(Item data)
—————

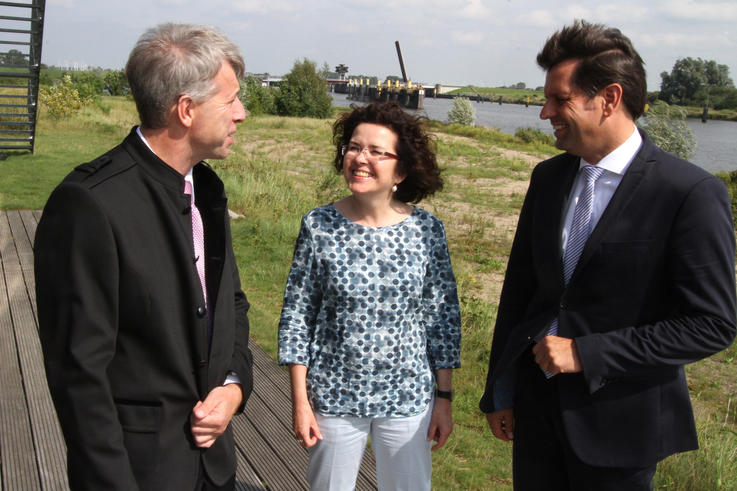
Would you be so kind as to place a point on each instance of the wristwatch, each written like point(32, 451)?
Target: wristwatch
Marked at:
point(444, 394)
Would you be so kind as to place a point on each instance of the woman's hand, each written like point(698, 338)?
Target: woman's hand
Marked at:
point(304, 424)
point(305, 427)
point(441, 423)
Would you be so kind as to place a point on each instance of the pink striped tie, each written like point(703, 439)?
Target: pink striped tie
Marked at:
point(198, 237)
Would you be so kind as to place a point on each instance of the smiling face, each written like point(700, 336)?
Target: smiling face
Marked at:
point(576, 118)
point(214, 120)
point(367, 175)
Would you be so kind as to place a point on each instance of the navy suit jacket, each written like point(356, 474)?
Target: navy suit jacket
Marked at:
point(654, 289)
point(123, 323)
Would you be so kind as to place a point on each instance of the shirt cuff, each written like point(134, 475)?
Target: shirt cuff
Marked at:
point(232, 378)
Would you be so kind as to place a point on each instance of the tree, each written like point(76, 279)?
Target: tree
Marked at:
point(303, 92)
point(690, 81)
point(62, 100)
point(258, 99)
point(462, 112)
point(666, 126)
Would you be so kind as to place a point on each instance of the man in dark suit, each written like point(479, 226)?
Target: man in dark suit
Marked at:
point(586, 367)
point(143, 327)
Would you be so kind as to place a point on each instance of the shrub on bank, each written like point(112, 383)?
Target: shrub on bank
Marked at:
point(462, 112)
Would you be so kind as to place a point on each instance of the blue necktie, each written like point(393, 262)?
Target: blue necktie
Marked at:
point(579, 232)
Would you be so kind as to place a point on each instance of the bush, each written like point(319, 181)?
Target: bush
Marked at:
point(62, 100)
point(257, 99)
point(533, 135)
point(462, 112)
point(730, 180)
point(303, 92)
point(667, 127)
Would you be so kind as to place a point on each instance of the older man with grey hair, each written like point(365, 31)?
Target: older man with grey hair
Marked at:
point(142, 318)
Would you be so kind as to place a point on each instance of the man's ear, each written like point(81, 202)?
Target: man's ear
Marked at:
point(185, 110)
point(612, 98)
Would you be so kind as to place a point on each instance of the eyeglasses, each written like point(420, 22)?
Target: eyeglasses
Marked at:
point(372, 153)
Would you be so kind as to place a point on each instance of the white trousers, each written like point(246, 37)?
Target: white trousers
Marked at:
point(400, 445)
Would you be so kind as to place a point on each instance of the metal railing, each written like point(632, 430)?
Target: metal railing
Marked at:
point(21, 38)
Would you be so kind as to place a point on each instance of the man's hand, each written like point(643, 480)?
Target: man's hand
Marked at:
point(557, 355)
point(441, 423)
point(210, 417)
point(502, 424)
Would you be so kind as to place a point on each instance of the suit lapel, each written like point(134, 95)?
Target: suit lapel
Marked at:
point(626, 190)
point(555, 203)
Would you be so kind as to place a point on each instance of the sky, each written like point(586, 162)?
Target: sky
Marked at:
point(488, 43)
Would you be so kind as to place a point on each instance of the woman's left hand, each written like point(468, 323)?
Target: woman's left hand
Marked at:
point(441, 424)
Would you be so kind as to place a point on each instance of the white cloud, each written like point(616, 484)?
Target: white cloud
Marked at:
point(700, 11)
point(475, 9)
point(467, 37)
point(538, 18)
point(265, 6)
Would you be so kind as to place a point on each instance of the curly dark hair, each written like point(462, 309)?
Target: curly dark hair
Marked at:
point(415, 147)
point(607, 56)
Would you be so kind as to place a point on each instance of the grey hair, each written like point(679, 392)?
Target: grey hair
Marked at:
point(171, 60)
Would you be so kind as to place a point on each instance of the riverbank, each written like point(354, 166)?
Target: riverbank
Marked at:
point(280, 168)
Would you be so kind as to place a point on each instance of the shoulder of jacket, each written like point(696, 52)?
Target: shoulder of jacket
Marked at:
point(103, 167)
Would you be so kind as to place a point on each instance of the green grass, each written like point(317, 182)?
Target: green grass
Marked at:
point(281, 167)
point(514, 96)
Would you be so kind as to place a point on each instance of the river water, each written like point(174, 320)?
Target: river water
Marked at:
point(716, 141)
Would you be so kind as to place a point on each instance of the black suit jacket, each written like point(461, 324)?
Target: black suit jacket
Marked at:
point(654, 289)
point(123, 324)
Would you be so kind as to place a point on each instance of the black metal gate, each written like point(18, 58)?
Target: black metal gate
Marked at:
point(21, 35)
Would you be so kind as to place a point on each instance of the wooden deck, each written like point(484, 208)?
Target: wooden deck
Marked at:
point(32, 450)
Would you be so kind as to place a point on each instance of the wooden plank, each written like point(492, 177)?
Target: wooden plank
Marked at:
point(47, 436)
point(17, 455)
point(273, 387)
point(262, 457)
point(245, 478)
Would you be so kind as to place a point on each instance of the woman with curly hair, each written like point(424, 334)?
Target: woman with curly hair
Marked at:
point(370, 326)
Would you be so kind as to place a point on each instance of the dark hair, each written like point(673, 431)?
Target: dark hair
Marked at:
point(606, 56)
point(415, 147)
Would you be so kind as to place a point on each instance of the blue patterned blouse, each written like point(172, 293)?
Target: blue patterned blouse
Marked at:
point(372, 312)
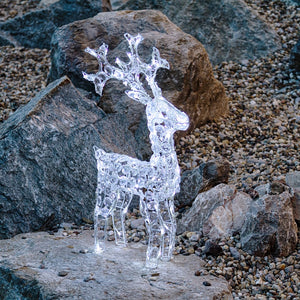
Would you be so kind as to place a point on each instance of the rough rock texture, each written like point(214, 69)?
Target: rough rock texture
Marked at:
point(48, 170)
point(228, 29)
point(217, 213)
point(40, 266)
point(189, 84)
point(34, 29)
point(269, 226)
point(295, 57)
point(293, 181)
point(200, 179)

—————

Tolong tulis ulang baris dari yang memuat "like point(492, 177)?" sampai yang memuat "point(245, 478)", dengan menukar "wooden plank" menjadi "timber board". Biarkan bagian lain tidak berubah.

Would you be so kind as to place a point on each instance of the timber board, each written like point(492, 177)?
Target: timber board
Marked at:
point(47, 436)
point(17, 455)
point(273, 387)
point(262, 457)
point(245, 478)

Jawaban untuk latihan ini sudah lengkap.